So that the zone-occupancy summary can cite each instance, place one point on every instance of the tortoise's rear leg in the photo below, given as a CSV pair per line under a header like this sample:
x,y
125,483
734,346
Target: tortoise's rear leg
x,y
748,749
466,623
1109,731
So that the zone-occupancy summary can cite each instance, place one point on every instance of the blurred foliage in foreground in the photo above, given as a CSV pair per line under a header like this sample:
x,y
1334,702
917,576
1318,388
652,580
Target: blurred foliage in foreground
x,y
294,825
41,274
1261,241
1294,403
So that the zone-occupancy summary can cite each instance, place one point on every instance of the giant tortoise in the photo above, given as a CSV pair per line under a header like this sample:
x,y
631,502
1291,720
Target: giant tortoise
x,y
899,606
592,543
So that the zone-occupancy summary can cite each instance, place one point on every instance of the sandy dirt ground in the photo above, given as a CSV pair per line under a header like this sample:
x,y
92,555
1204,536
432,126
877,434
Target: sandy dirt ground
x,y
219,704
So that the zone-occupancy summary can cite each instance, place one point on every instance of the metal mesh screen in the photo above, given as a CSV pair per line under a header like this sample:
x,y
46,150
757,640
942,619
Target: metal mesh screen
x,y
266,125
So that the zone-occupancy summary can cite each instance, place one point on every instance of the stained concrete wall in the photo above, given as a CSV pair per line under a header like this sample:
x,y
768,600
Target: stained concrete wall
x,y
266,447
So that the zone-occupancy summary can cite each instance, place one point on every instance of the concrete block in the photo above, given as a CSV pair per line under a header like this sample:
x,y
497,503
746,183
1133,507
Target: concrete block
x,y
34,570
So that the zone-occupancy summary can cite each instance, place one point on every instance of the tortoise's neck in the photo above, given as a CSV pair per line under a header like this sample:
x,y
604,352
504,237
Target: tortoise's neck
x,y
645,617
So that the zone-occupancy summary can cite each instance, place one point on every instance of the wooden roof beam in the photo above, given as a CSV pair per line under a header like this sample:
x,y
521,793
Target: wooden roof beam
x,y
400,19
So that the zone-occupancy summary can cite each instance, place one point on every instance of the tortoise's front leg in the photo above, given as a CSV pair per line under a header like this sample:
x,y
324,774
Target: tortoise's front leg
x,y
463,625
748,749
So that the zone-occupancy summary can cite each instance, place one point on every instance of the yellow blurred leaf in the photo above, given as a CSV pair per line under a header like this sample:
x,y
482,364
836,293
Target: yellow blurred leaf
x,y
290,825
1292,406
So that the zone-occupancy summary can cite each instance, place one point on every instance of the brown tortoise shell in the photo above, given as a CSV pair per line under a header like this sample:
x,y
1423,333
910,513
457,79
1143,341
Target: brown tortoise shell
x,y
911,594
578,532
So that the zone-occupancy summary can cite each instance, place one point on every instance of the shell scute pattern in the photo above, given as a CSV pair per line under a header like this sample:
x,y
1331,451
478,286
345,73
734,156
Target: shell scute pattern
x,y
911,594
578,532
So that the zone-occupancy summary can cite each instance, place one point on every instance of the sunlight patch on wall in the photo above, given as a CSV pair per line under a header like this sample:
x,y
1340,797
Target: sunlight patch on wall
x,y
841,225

☆ ☆ ☆ ☆

A complete, exact copy of the material above is the expected answer.

So that the zone-occupancy summary can cite each instance, place one point on every instance of the tortoise's rear leg in the photo below, given as a CSV pair per line under a header like this sample:
x,y
125,483
734,346
Target: tortoise's rear leg
x,y
748,749
466,623
1109,731
So that the zone-occupancy summary can cite each instance, place one point on every instance of the blurred foliage in foreground in the photo above, given as a CSV pair per line under a header like this sample:
x,y
1334,702
917,576
1318,388
652,580
Target: blurred foliage in foreground
x,y
294,825
41,274
1261,241
1294,403
So that the zone-occupancy summary can cite each instance, place one point on every instance of the giant tortoise in the photo above, given as a CSV pair per line under a header like this sample:
x,y
631,502
1291,720
Target: giant tortoise
x,y
899,606
592,543
So that the zone-occupancy summary can cite each instance, place one point on every instance of the sandy dirt ground in the photo above, given as a CSV pair per line under a header like this sample:
x,y
92,555
1204,536
432,126
877,434
Target: sandy dirt ground
x,y
219,704
So that the zone-occupancy summary can cite each instance, place one point on every instance of the metal mesh screen in the photo above, given as a CSV pair per line under a header like this sample:
x,y
46,150
757,640
942,619
Target: metal mesh screen
x,y
266,125
So that the zone-occupancy summary can cite each instance, place one point on every instance of the stained concrete wall in the photo above, given as a CSV pair per line under a header like this sample:
x,y
768,600
Target: stained concrete wall
x,y
266,447
So that the zone-occupancy summary can cite each instance, place one point on every instance of the concrete block in the photo above, given as a CSV pair per line under a header like this sample:
x,y
497,503
746,183
1133,507
Target: concrete block
x,y
34,570
So that the zone-occupancy summary can cite each instance, place one point on every instance of the tortoise's neck in the photo above, given as a CSV pair per line under a header like this sample:
x,y
604,352
504,237
Target: tortoise's neck
x,y
645,617
So that the zone-occupancy summary can cite each instance, place one point on every instance of the wooden roof beam in the photo above, given as a CSV pair per line under a header like this sample:
x,y
521,793
Target: wooden roof beam
x,y
400,19
So that the zone-occupancy summary can cite each instance, place one point on every instance of the tortoise's front leg in the photo above, given as a CSV pair per line under a header like this sample:
x,y
324,774
Target: tortoise's front leg
x,y
463,625
748,749
So that the zone-occupancy summary can cite each instance, place one point on every instance of the yellow blurred leaf in the photo above, given as a CSV pair per line under a header like this sample:
x,y
482,364
836,293
Target: yellow blurred leaf
x,y
290,825
1292,406
So that the zone-occupancy summary can cite each instance, place one point on every instance of the brown tortoise shell in the photo above, given as a CSV pair per line under a header like this sample:
x,y
1423,333
910,513
457,79
1143,341
Target: brown tortoise shell
x,y
911,594
578,532
So that the zone-occupancy summary can cite each instance, place one point on every instance of the shell scute pattern in the photo above, given as a CSV pair per line under a header like this sample:
x,y
1331,451
478,286
345,73
734,156
Target: shell scute pattern
x,y
911,594
578,532
So that the zone-occupancy summary can cite each instance, place one point on every instance of the sunlight patch on wall in the photo above, given as a CSV pair per line under a header like this sample:
x,y
1340,797
Target: sunlight patch on wall
x,y
841,225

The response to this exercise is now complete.